*TEXTO DADO:*

########

Quarta-feira, Maio 8, 2024

Hipona e Cartago não tinham a mesma lista de livros de Trento? (Refutando a falácia sobre I e II Esdras da LXX)

 

 

Alegação protestante

 

“Hipona e Cartago foram concílios locais que não tiveram autoridade ecumênica. Em adição, podemos dizer que mesmo aqueles dois Concílios contradizem o Concílio de Trento em um ponto importante. Primeiramente, Hipona e Cartago declara que 1 Esdras e 2 Esdras são Canônicos. Eles estão referindo aqui à versão Septuaginta de 1 e 2 Esdras. Nesta versão 1 Esdras é uma adição apócrifa a Esdras enquanto 2 Esdras é a versão Judaica de Esdras -Neemias do cânon Judaico. O Concílio de Trento, entretanto declara que 1 Esdras é realmente o Esdras do cânon Judaico e 2 Esdras é Neemias do cânon Judaico. Trento omite a versão da Septuaginta de 1 Esdras.

Contraditoriamente, Hipona e Cartago declara que Salomão escreveu 5 livros do Antigo Testamento quando na realidade ele escreveu unicamente 3.”

 

Primeiro, mesmo que os Concílios de Cartago e de Hipona fossem ecumênicos, nenhum protestante os aceitaria. O Concílio de Éfeso, que foi Ecumênico, por exemplo, declarou Maria como Mãe de Deus, confirmando assim que Jesus era Deus desde sua concepção virginal, no entanto, alguns protestantes não aceitam essa declaração. Portanto, a desculpa de ser regional ou ecumênico é mais uma falsa tentativa de argumentar conta o Cânon Bíblico Cristão.

Segundo, dizer que Hipona e Cartago não tinham a mesma lista de Trento é mais uma das absurdas teses protestantes. Tal ideia foi formulada e propagada por polemistas protestantes americanos (sem qualquer base ou evidência histórica) os quais fazem alegações completamente contrárias aos mais notáveis historiadores protestantes.

########

*ITENS FORNECIDOS:*
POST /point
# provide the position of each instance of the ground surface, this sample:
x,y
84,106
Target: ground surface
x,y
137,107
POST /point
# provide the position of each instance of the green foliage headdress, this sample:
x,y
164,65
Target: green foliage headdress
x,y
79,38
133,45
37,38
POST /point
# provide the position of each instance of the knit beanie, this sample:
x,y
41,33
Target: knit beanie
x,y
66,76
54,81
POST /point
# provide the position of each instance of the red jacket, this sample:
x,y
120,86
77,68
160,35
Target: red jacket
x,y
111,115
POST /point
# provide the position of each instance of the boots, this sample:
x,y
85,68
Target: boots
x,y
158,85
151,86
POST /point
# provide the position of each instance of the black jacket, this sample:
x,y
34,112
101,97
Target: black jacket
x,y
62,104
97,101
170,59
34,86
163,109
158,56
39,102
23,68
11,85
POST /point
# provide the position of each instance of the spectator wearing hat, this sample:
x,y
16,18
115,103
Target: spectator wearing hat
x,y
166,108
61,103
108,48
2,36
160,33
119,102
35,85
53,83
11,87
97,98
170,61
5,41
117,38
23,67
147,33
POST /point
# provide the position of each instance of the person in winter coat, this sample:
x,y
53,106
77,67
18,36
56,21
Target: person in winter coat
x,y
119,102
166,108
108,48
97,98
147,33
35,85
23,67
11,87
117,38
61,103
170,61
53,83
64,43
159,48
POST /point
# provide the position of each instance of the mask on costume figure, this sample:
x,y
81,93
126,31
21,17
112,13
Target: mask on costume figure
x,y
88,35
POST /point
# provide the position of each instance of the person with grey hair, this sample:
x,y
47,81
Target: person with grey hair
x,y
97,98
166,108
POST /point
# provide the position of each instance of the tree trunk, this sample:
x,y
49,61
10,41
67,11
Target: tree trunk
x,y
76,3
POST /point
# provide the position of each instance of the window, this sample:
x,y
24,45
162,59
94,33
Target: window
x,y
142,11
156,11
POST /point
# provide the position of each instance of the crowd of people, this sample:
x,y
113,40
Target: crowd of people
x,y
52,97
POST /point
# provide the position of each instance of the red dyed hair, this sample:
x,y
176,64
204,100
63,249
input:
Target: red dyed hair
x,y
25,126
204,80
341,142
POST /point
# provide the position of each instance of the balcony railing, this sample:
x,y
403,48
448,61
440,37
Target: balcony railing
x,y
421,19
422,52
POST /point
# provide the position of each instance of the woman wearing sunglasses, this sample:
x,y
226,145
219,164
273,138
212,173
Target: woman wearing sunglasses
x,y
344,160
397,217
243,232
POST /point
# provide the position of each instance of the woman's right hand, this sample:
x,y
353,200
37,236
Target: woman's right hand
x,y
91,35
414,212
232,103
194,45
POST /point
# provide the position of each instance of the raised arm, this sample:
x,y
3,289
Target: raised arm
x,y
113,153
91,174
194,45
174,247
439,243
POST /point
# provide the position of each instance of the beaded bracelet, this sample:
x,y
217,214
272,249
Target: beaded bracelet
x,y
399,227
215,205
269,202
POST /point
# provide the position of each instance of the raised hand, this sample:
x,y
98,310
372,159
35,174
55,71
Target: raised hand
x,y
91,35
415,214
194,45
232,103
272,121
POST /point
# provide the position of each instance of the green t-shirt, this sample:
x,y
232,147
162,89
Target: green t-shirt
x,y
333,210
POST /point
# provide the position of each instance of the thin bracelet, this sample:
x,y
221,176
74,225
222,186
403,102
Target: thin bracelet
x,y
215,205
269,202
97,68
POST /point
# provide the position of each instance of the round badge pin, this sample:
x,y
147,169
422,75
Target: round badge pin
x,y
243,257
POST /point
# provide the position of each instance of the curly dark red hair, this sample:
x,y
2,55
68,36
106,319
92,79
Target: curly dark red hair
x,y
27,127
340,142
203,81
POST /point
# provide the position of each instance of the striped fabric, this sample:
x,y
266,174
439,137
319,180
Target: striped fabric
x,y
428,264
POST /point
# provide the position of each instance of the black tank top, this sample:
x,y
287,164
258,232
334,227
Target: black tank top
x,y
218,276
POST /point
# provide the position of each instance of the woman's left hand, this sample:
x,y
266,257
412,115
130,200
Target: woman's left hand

########

*EXERCÍCIO CURTO:*
Liste todos os concílios citados no texto sobre o cânon bíblico.

*RESULTADO DA TAREFA:*
Concílio de Hipona, Concílio de Cartago, Concílio de Trento, Concílio de Éfeso